Problems to work on>
a – Retype the stretch of the Jed Foster interview below from "So because I’m" through "a crappy bar.".
b – In the Jed Foster interview below, which platform was the first Foster used to set up a band on social media?

Text>
++++++++++++++++++++

In this edition of Social Savvy, I sat down with Jedidiah “Jed” Foster, the frontman of Phoenix rock stalwarts, The Bittersweet Way.  Since 1997, Foster has seen it all with promoting his band in both the pre-social media days and in the current, digital world. In this interview, Foster discusses the differences in promoting before the inception of social media and the present day, and why he will never set up a Snapchat account for The Bittersweet Way.

Allyson: When did you create a social media account for your band? And how was the transition (from physical media promotions)?

Jed: So the original band set-up that I did ever for social media was on the original MySpace. They were the first social media-style platform that actually catered to bands. They had a platform you could put music on and made things easy to share without doing all the stupid JavaScript nonsense. And so, I had a lot of that stuff set up both for The Bittersweet Way and for a band called The Yellow. It was weird.

For those people who are too young to understand, how has your methods changed in promoting before and after the inception of social media?

So because I’m old, we had mailing lists, like proper mailing lists. When I first started playing in bands, most people didn’t have an email address, unless you were in college.  So at that point, email helped. We had email lists even then, but what we had was snail mail lists. I would send newsletters out on a semi-regular basis. I would collect a bunch of crap for a couple months and put it all in a newsletter and send it out and [it] would have things like shows and stuff. But for individual shows, there was lot more physical flyering-type stuff. Which I think is still important today, but in a different way. You take your flyers to Zia’s, Stinkweeds, ASU campus or wherever and hang them up.  And sometimes standing on a street corner handing out flyers to try to get people to try to see your crappy band at a crappy bar.

How did your relationship change with your fans once you created a MySpace account?

It was both a pro and con.  It made interactions with people that were actually fans much more simple and streamlined.  And immediate gratification or despair, depending on the posts, right? Oh, they really like this kind of these kinds of post, this kind of content. Oh, nobody gives a shit about anything I have to say. It kind of goes to extremes. The one thing that really happened in the early days of MySpace, especially bands, is so much fake profile stuff.  It still happens today. It was way more rampant on MySpace, days on end. So in that sense, like we had a really inflated fan base. The actual fan base versus what the appearance of a fan base were two completely different things. So you’d have a handful of people that were really engaging and they would comment regularly on things, and then you have the two thousand other people that may or may not have been real.

Was it easy to get your band verified on MySpace at the time?

There wasn’t really a process back then. MySpace was kind of the Wild West in that sense. Any jackass kid can post a band page and post stuff.  Unless there was a takedown notice. You could pretend to be whomever you wanted until a lawyer got involved.

When did you join Facebook?  How was it different from MySpace?

++++++++++++++++++++

Recorded information>
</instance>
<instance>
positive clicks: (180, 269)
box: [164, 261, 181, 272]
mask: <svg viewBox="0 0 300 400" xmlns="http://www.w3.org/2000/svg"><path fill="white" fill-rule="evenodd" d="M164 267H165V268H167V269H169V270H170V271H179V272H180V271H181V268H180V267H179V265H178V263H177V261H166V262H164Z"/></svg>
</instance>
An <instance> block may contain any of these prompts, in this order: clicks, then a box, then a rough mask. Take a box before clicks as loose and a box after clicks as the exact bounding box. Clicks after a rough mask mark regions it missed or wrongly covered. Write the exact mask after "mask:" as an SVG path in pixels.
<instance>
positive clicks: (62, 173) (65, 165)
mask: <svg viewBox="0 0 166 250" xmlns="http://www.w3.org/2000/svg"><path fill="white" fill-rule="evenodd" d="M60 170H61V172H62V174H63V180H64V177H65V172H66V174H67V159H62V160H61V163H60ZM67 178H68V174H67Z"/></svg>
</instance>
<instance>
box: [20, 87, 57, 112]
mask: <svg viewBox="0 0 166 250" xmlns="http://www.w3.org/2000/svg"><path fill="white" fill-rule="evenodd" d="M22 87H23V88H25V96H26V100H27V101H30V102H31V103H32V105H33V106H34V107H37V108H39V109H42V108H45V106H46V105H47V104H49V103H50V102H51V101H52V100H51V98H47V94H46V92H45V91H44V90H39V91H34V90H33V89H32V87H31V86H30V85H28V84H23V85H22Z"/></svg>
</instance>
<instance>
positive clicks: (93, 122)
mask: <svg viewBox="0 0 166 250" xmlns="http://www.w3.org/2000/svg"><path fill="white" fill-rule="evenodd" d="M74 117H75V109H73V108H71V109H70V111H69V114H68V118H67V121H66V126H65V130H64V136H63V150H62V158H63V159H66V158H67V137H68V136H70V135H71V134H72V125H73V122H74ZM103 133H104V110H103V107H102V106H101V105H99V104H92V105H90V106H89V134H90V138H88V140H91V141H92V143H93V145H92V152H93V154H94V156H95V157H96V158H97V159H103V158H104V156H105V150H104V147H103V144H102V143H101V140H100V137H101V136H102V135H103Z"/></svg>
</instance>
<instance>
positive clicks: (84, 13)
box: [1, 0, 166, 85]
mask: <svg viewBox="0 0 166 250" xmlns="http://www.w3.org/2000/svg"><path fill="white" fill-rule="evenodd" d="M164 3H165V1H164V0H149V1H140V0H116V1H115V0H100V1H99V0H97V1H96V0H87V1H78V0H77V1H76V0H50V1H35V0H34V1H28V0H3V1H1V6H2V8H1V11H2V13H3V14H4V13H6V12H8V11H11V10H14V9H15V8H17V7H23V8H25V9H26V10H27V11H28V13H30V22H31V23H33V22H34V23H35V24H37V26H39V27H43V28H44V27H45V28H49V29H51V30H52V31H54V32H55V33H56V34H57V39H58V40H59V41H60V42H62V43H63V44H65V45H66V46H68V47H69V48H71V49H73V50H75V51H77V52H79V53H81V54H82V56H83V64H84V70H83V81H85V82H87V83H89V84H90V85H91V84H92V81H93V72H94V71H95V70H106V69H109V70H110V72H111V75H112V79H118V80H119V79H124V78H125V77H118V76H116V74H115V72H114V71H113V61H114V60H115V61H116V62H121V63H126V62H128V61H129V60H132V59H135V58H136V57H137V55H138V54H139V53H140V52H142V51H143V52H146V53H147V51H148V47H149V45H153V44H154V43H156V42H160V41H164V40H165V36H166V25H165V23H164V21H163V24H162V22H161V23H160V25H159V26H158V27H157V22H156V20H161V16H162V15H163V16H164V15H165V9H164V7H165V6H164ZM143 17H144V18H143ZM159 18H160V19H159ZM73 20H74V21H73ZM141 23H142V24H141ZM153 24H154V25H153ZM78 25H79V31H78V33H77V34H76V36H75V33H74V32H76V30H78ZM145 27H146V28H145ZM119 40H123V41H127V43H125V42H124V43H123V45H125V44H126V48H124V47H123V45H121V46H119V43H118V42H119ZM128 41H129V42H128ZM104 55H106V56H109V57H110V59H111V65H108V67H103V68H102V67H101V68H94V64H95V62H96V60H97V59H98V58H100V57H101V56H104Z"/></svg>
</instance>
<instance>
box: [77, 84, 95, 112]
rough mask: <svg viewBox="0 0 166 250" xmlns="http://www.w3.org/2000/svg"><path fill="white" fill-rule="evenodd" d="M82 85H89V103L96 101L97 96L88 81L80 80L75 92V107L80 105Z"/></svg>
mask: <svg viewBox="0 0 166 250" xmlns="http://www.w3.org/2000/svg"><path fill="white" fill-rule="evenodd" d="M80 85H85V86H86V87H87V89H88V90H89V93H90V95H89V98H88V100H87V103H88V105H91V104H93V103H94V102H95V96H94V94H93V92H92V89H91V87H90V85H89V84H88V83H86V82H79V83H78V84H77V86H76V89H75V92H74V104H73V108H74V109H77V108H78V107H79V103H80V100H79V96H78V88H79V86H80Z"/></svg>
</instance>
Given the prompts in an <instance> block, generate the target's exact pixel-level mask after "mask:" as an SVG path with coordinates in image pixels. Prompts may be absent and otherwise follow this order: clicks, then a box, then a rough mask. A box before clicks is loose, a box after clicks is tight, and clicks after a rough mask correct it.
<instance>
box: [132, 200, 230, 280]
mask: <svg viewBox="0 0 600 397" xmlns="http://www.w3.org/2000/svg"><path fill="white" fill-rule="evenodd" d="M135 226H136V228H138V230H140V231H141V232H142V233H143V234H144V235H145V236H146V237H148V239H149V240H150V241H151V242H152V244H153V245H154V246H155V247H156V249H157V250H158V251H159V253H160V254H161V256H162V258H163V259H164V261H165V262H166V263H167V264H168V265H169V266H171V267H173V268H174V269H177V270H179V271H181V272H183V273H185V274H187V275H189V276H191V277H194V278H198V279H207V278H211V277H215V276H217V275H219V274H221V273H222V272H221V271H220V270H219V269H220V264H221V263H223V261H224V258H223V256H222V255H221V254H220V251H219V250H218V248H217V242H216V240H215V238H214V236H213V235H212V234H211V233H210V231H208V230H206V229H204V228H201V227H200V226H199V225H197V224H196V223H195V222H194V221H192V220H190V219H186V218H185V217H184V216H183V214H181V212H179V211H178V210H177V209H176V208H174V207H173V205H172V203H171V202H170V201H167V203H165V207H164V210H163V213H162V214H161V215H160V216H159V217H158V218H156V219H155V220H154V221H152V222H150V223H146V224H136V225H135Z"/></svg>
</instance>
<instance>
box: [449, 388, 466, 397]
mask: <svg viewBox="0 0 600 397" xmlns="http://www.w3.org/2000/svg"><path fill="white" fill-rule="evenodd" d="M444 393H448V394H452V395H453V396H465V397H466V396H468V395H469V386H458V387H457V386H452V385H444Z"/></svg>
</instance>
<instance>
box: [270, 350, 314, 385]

++++++++++++++++++++

Outputs by task>
a –
So because I’m old, we had mailing lists, like proper mailing lists. When I first started playing in bands, most people didn’t have an email address, unless you were in college.  So at that point, email helped. We had email lists even then, but what we had was snail mail lists. I would send newsletters out on a semi-regular basis. I would collect a bunch of crap for a couple months and put it all in a newsletter and send it out and [it] would have things like shows and stuff. But for individual shows, there was lot more physical flyering-type stuff. Which I think is still important today, but in a different way. You take your flyers to Zia’s, Stinkweeds, ASU campus or wherever and hang them up.  And sometimes standing on a street corner handing out flyers to try to get people to try to see your crappy band at a crappy bar.

b – The original MySpace.